-- INPUT MATERIAL follows --

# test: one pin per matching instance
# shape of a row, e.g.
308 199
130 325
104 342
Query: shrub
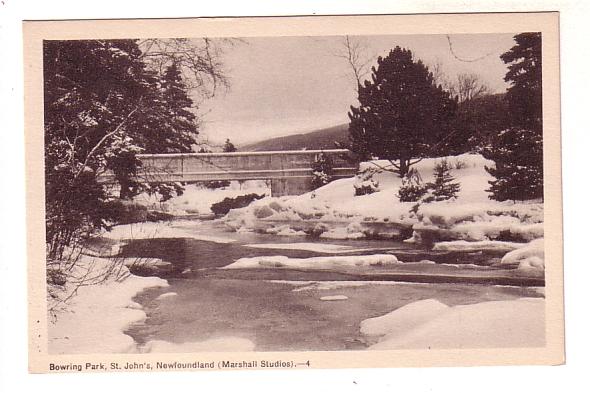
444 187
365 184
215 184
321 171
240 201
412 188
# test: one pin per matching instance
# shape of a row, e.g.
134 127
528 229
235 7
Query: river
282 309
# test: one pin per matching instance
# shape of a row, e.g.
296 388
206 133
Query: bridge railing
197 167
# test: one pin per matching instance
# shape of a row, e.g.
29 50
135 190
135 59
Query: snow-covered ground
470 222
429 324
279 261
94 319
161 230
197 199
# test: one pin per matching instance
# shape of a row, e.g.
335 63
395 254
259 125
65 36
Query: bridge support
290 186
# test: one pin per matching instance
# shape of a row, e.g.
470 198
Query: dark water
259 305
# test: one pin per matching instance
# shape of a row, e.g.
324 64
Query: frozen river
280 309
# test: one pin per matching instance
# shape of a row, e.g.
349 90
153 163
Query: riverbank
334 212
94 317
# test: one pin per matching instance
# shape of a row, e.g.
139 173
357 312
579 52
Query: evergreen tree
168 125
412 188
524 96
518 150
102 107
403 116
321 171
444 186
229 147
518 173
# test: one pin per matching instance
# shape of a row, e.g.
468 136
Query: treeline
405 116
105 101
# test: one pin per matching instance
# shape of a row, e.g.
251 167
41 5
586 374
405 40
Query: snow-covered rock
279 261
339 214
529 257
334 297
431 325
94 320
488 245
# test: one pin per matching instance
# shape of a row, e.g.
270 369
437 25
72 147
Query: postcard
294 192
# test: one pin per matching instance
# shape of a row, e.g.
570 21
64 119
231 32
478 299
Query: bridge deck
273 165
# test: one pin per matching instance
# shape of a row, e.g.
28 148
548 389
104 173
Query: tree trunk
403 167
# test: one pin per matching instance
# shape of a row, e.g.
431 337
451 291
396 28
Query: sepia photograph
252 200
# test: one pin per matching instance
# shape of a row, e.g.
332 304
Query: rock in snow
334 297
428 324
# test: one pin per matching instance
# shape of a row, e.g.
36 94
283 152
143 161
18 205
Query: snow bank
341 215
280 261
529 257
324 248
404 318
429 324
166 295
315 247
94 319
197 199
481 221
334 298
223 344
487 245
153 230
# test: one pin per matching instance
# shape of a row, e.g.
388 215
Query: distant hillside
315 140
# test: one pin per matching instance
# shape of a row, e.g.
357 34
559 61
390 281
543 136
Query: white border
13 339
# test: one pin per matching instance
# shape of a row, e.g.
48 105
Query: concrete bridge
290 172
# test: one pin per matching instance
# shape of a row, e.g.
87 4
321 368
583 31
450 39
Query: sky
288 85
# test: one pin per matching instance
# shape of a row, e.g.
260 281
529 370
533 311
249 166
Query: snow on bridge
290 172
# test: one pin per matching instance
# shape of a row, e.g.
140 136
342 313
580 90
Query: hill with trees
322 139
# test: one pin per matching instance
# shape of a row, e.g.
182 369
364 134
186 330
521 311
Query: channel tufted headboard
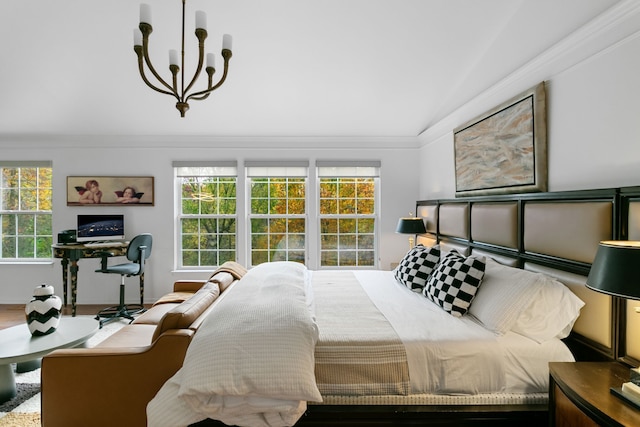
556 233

-- INPUT MATERIAL concluded --

WHAT THE TASK ASKS:
The records above must be repeated in full and exactly, but without any of the pictures.

ANSWER SECTION:
# test: one pin per matching instance
# shape of a row, e.g.
308 199
130 325
104 342
Query: shrub
444 187
365 184
215 184
321 171
240 201
412 188
# test: one pin per matching instance
# shape of a row, e.g.
134 127
528 229
235 7
Query: river
282 309
# test: one pin per matching instance
# shape of a row, e.g.
296 388
206 133
Query: bridge railing
197 167
# test: one pin per matching instance
# shape of a row, e.g.
29 50
135 190
135 59
Query: snow-covered ground
470 222
429 324
279 261
94 319
161 230
197 199
# test: one pin per matching instance
# shape of a row, e.g.
335 63
395 254
259 125
65 36
Query: bridge support
290 186
# test: one pin per matching instance
# shape of a row, e.g.
470 198
Query: dark water
259 305
# test: one pin per matching instance
# shape of a row, e.g.
324 64
Query: frozen river
280 309
# test: one pin per matching instance
# shape of a row, e.g.
349 90
153 163
Query: riverbank
334 212
94 317
# test: one pin per matching instance
# shape of a row, e.g.
139 173
357 312
579 52
Query: evergreen tree
168 125
412 188
524 96
518 150
102 107
403 116
321 171
444 186
229 147
518 173
# test: one pin per matching instance
# shape of a row, e.g.
468 136
Query: treeline
405 116
105 101
# test: one pin per matching instance
# shape of a row, e.g.
251 167
41 5
586 374
405 40
Query: snow-covered rock
279 261
339 214
529 257
334 297
431 325
94 320
488 245
# test: one pin per matching instance
# shape of a row, e.g.
270 369
437 25
72 147
Query: postcard
294 192
# test: one pin per matching instance
# shape of a row, e.g.
570 21
64 119
231 32
478 299
Query: bridge deck
273 165
# test: one pin per matching instance
# shape of a row, e.g.
28 148
548 389
104 173
Query: tree trunk
403 167
# test: one pin per matching instance
# shape of a row, e.g.
431 337
451 291
396 28
Query: sepia photograph
252 200
# test: one pin per matching instance
# shape of a row, e.g.
332 304
Query: rock in snow
334 297
428 324
# test: one pin per matching instance
# shape of a row, e.g.
36 94
283 152
143 161
18 205
Query: snow bank
341 215
280 261
529 257
324 248
404 318
429 324
166 295
315 247
94 319
197 199
481 221
334 298
223 344
487 245
153 230
# test: one pin per matching instance
# shape of a row, e.g.
388 215
Query: distant hillside
315 140
# test: one pin per matching instance
# shape of a row, e.g.
357 34
559 61
390 281
543 136
Query: white border
13 339
# test: one pin per matching instance
# shape of a row, e.g.
48 105
Query: concrete bridge
290 172
# test: one pin per matching instance
# shape of a row, e.g.
87 4
321 368
583 31
450 39
Query: sky
288 85
# test: one pin per matching instance
# shape of a row, e.g.
260 281
529 370
533 311
249 166
Query: snow on bridge
290 172
# test: one pin per matching instance
# shape of a row, e.g.
140 136
342 313
580 90
Query: hill with trees
322 139
# test: one pin per matching instance
# shape of a row, e.g.
182 369
364 134
186 330
521 311
Query: channel tufted headboard
556 233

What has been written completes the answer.